From one of those few brave news media professionals
whose names have been scrawled on the John O'Neill
Wall of Heroes...Imagine if one of the nightly network
news anchors decided to follow the example of this
shining light of the Vietam-Watergate era...It is
unfortunate however that apparently in this country at
least for now the news media like the politicians are
going to follow, the electorate itself must lead (and
of course their votes must be counted accurately)...
http://www.commondreams.org/views03/0912-09.htm
Published on Friday, September 12, 2003 by the
Philadelphia Inquirer
Latest Iraq Casualty: Our National Prestige
by Walter Cronkite
Americans are going on a diet of crow while President
Bush goes to the United Nations to beg for help in
settling the Iraq mess, a move long urged by
foreign-policy experts both in and out of the Bush
administration.
The President will be appealing to the U.N. Security
Council, the same body that a year ago he asked to
cooperate in the Iraq invasion. He made what at the
time seemed like an excellent case for eliminating
what he depicted as Saddam Hussein's threat to world
peace: his presumed stockpile of weapons of mass
destruction.
The President, however, concluded that speech by
belittling the United Nations. He said that it didn't
matter whether the Security Council went along with us
or not. If it didn't, he proclaimed, we would go it
alone.
This example of American hubris did not, of course,
sit well with other major nations that, despite our
alliances and their oft-expressed friendship, always
have been envious of American economic and military
dominance. France, which in its own exaggerated
self-esteem is perhaps the most sensitive of the other
nations, led the forces that defeated the American
proposal in the Security Council. And, of course, we
invaded Iraq with only one major nation at our side,
Great Britain.
Now it is turning out that we bit off a lot more than
we can chew. The Iraqis are not as universally
delighted with our presence as the administration had
expected, and we are enmeshed in a guerrilla war
against unknown numbers of angry and fanatical Arabs.
----
* WORK INSTRUCTIONS
• A. In the column on Iraq, transcribe the stretch from "This example of" through "Great Britain.".
• B. Answer these from the column on Iraq, one line each:
(i) Which newspaper published the piece, and on what date?
(ii) According to the President's speech, what would the United States do if the Security Council did not go along?
(iii) Which major nation was the only one at America's side in the invasion of Iraq?
----
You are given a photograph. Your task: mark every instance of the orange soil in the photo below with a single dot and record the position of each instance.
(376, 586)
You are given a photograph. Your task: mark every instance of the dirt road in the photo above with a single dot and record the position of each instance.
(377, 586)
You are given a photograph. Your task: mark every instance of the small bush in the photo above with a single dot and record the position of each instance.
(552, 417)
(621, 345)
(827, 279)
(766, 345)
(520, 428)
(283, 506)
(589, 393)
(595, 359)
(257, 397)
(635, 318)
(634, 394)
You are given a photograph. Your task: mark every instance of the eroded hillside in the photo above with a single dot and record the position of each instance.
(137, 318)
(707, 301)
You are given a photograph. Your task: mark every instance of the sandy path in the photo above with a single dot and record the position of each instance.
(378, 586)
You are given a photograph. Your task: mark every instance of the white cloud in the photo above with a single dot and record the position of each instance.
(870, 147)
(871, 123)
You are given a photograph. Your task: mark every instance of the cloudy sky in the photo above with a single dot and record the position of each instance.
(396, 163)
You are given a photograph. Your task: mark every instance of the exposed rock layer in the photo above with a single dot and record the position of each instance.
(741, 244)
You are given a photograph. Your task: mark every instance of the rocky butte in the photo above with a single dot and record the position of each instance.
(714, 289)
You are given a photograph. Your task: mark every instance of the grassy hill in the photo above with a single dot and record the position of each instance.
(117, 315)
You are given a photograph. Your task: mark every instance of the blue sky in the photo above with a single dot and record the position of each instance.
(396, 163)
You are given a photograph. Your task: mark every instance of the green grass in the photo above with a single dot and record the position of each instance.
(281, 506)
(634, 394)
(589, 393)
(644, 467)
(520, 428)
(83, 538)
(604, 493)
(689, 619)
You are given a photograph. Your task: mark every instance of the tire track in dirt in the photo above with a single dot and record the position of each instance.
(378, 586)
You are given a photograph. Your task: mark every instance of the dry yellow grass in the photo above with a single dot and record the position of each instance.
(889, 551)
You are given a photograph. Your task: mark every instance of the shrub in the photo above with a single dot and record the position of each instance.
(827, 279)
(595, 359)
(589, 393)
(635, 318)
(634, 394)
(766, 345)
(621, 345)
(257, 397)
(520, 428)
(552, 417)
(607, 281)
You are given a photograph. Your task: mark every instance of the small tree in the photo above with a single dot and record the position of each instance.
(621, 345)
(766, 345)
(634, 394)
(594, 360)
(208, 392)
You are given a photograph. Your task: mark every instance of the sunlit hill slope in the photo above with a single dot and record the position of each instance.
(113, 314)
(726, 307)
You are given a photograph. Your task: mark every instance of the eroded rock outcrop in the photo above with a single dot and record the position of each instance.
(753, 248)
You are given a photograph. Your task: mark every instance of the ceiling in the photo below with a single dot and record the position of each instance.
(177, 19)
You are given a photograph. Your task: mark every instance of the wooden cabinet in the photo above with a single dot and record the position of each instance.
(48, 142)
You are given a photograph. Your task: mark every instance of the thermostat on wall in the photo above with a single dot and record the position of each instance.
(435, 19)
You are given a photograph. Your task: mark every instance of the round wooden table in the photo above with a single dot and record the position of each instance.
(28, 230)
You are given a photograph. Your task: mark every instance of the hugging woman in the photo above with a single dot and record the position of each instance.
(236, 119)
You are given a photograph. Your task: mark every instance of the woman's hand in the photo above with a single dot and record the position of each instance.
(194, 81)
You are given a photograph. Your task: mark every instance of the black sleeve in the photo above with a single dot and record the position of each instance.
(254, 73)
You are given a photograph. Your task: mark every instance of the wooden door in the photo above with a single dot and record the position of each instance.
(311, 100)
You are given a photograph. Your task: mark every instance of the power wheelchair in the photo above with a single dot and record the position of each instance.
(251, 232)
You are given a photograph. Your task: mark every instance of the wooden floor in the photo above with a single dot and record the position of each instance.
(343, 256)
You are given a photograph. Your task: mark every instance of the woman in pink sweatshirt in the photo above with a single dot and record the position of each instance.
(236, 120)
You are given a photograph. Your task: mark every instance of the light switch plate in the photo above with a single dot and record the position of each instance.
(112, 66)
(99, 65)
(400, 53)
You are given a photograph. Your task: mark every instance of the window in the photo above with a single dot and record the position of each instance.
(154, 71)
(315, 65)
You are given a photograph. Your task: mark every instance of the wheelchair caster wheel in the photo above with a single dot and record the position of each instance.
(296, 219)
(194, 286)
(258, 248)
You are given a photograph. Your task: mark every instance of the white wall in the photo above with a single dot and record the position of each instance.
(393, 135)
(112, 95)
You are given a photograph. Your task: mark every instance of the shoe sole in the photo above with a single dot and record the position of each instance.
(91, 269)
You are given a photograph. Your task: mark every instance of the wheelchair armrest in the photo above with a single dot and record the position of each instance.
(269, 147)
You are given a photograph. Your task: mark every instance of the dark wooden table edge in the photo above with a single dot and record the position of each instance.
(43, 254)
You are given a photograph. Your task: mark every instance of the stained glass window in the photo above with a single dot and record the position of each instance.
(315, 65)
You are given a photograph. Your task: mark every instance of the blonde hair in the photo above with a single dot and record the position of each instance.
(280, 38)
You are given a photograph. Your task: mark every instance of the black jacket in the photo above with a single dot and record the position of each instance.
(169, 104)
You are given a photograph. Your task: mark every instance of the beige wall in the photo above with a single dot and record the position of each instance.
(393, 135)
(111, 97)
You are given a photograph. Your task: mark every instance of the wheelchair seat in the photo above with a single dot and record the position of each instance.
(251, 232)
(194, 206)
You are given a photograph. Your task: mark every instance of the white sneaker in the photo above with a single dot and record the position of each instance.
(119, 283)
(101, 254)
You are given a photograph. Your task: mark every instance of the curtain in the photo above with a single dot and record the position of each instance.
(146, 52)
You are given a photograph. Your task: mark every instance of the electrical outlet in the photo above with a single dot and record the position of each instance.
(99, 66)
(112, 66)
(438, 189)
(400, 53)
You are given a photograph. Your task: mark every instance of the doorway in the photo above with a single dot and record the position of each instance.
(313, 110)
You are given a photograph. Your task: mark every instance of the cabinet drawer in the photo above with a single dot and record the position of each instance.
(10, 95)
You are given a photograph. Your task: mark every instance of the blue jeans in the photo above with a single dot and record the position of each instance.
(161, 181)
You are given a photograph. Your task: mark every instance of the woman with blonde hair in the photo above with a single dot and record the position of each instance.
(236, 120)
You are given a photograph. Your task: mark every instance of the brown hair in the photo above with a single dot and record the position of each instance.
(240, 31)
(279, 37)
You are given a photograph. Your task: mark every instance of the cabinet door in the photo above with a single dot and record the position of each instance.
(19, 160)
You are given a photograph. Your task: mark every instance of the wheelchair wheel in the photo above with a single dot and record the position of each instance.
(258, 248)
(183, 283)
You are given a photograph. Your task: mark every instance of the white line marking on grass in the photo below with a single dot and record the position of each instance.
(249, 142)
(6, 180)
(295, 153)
----
* WORKED SOLUTIONS
• A.
This example of American hubris did not, of course,
sit well with other major nations that, despite our
alliances and their oft-expressed friendship, always
have been envious of American economic and military
dominance. France, which in its own exaggerated
self-esteem is perhaps the most sensitive of the other
nations, led the forces that defeated the American
proposal in the Security Council. And, of course, we
invaded Iraq with only one major nation at our side,
Great Britain.

• B.
(i) The Philadelphia Inquirer, on Friday, September 12, 2003.
(ii) It would go it alone.
(iii) Great Britain.